- TO DO:
1. In the thread on C. elegans IDs below, condense the paragraph beginning "But you could use the connected xrefs" into a short list that keeps its main facts.
2. Answer these questions from the thread on C. elegans IDs below.
(a) According to the reply, what are the stable_ids used to create?
(b) On what date and at what time was Michael Paulini's earlier message sent?
(c) What does Mingyi propose attaching to the end of the transcript ID?
3. Extend the thread on C. elegans IDs below, beginning after its final sentence.

- STUDY TEXT:
▼▼▼

[ensembl-dev] C.elegans protein/transcripts share same IDs

Thu Sep 2 16:29:06 BST 2010

  On 02/09/10 16:17, Liu, Mingyi wrote:
> Hi, Michael,
>
> Thanks for the quick response!  That makes sense, but is it possible/if there's any plan to maybe just attach a 'p' to the end of the transcript id to make unique protein ids?  This way the transcript IDs would be different from protein IDs, making sure a mixed storage facility would not be confused (especially since Ensembl traditionally do give transcripts and proteins different IDs, e.g. not using ENST000... for both protein/dna).  We would probably do that internally but it'd makes it harder to x-check with ensembl.org if we keep our own internal protein IDs different.
>
> Thanks,
>
> Mingyi

problem with that is, that we use the stable_ids to create the links back to the wormbase database, and if I append 
letters, the links would break.

But you could use the connected xrefs as ids for your storage, as they got the proteinids. Sadly I connected them to 
translations/transcripts and genes, so it needs some kind of logic depending on the source of the table.

And to be fair, if you put in a logic to separate the xrefs, you could as well add a p to the molecule-type of your choice.

M

>> -----Original Message-----
>> From: Michael Paulini [mailto:mh6 at sanger.ac.uk]
>> Sent: Thursday, September 02, 2010 11:10 AM
>> To: Liu, Mingyi
>> Cc: dev at ensembl.org
>> Subject: Re: [ensembl-dev] C.elegans protein/transcripts share same IDs
>>
>>   On 02/09/10 15:52, Liu, Mingyi wrote:
>>> Hi,
>>>
>>> Sorry if it's answered before (googled and didn't find answer) - We
>> just noticed that in Ensembl C.elegans transcripts share the same IDs as
>> proteins, while annotating Wormbase protein IDs as a xref.  Is there any
>> particular reason why it was done this way?  The same IDs present an
>> issue for our sequence storage.  We could work around it but it'd be
>> messy.  It seems best if Ensembl could use Wormbase's protein IDs in
>> addition to the transcript IDs too?

▲▲▲

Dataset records
▼▼▼

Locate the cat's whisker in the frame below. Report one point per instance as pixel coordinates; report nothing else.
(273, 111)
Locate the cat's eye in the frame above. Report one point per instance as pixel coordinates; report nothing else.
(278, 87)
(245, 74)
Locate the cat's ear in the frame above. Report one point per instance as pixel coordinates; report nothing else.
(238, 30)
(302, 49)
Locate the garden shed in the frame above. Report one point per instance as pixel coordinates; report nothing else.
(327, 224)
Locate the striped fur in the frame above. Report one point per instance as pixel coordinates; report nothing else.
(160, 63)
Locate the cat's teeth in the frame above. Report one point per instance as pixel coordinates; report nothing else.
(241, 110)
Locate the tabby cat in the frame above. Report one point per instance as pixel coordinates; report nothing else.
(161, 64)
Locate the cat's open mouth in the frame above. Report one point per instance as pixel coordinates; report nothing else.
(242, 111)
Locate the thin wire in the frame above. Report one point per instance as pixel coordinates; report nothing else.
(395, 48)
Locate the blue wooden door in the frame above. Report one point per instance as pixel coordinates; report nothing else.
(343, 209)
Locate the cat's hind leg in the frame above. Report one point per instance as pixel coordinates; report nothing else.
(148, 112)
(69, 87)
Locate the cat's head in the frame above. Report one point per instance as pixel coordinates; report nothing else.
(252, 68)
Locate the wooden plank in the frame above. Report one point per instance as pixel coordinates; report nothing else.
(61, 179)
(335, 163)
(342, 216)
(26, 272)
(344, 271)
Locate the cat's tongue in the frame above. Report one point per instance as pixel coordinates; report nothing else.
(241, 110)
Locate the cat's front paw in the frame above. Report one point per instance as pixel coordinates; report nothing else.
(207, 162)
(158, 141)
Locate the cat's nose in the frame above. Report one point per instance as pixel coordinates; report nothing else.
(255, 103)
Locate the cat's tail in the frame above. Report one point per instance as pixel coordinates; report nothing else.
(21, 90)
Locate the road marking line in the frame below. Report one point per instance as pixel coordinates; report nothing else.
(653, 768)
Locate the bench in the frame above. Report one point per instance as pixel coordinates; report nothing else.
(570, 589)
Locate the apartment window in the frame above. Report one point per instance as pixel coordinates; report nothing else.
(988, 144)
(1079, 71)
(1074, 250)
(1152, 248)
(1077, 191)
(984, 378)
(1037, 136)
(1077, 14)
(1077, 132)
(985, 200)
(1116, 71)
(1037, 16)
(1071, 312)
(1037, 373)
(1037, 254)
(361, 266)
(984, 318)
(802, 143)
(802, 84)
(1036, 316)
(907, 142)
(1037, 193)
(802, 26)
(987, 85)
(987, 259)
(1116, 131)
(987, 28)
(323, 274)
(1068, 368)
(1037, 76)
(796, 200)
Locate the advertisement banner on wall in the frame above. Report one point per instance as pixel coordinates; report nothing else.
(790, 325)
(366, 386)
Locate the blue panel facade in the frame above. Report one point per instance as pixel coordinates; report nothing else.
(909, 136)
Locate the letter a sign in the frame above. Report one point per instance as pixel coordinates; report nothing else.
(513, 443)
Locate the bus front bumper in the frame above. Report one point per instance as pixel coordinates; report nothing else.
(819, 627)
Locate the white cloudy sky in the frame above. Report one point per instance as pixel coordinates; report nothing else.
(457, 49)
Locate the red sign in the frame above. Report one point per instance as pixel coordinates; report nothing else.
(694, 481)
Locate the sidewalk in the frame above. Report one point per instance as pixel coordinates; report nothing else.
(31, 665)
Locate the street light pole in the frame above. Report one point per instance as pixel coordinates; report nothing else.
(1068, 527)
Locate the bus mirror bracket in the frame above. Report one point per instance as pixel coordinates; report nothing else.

▲▲▲

- EXERCISE ANSWERS:
1.
- The connected xrefs could serve as IDs for storage, since they carry the protein IDs.
- The xrefs are connected to translations, transcripts and genes.
- Using them therefore requires logic that depends on the source of the table.

2.
(a) Links back to the WormBase database.
(b) Thursday, September 02, 2010, at 11:10 AM.
(c) A 'p'.

3.
>>> Thanks,
>>>
>>> Mingyi
>>>
>> Hi Mingyi,
>>
>> I used the WormBase-TranscriptIDs as stable_ids for the translations
>> (knowing that people expect unique translation
>> IDs), therefore they should be unique.
>>
>> The protein xrefs in contrast are not unique to a single transcript, as
>> WormBase-ProteinIDs are unique to the protein
>> sequence, so more than one transcript/translation/gene can share the
>> same WormBase-proteinID as xref.
>>
>> Michael
>>
>>
>> --
>> The Wellcome Trust Sanger Institute is operated by Genome Research
>> Limited, a charity registered in England with number 1021457 and a
>> company registered in England with number 2742969, whose registered
>> office is 215 Euston Road, London, NW1 2BE.
> This message (including any attachments) may contain confidential, proprietary, privileged and/or private information.  The information is intended to be for the use of the individual or entity designated above.  If you are not the intended recipient of this message, please notify the sender immediately, and delete the message and any attachments.  Any disclosure, reproduction, distribution or other use of this message or any attachments by an individual or entity other than the intended recipient is prohibited.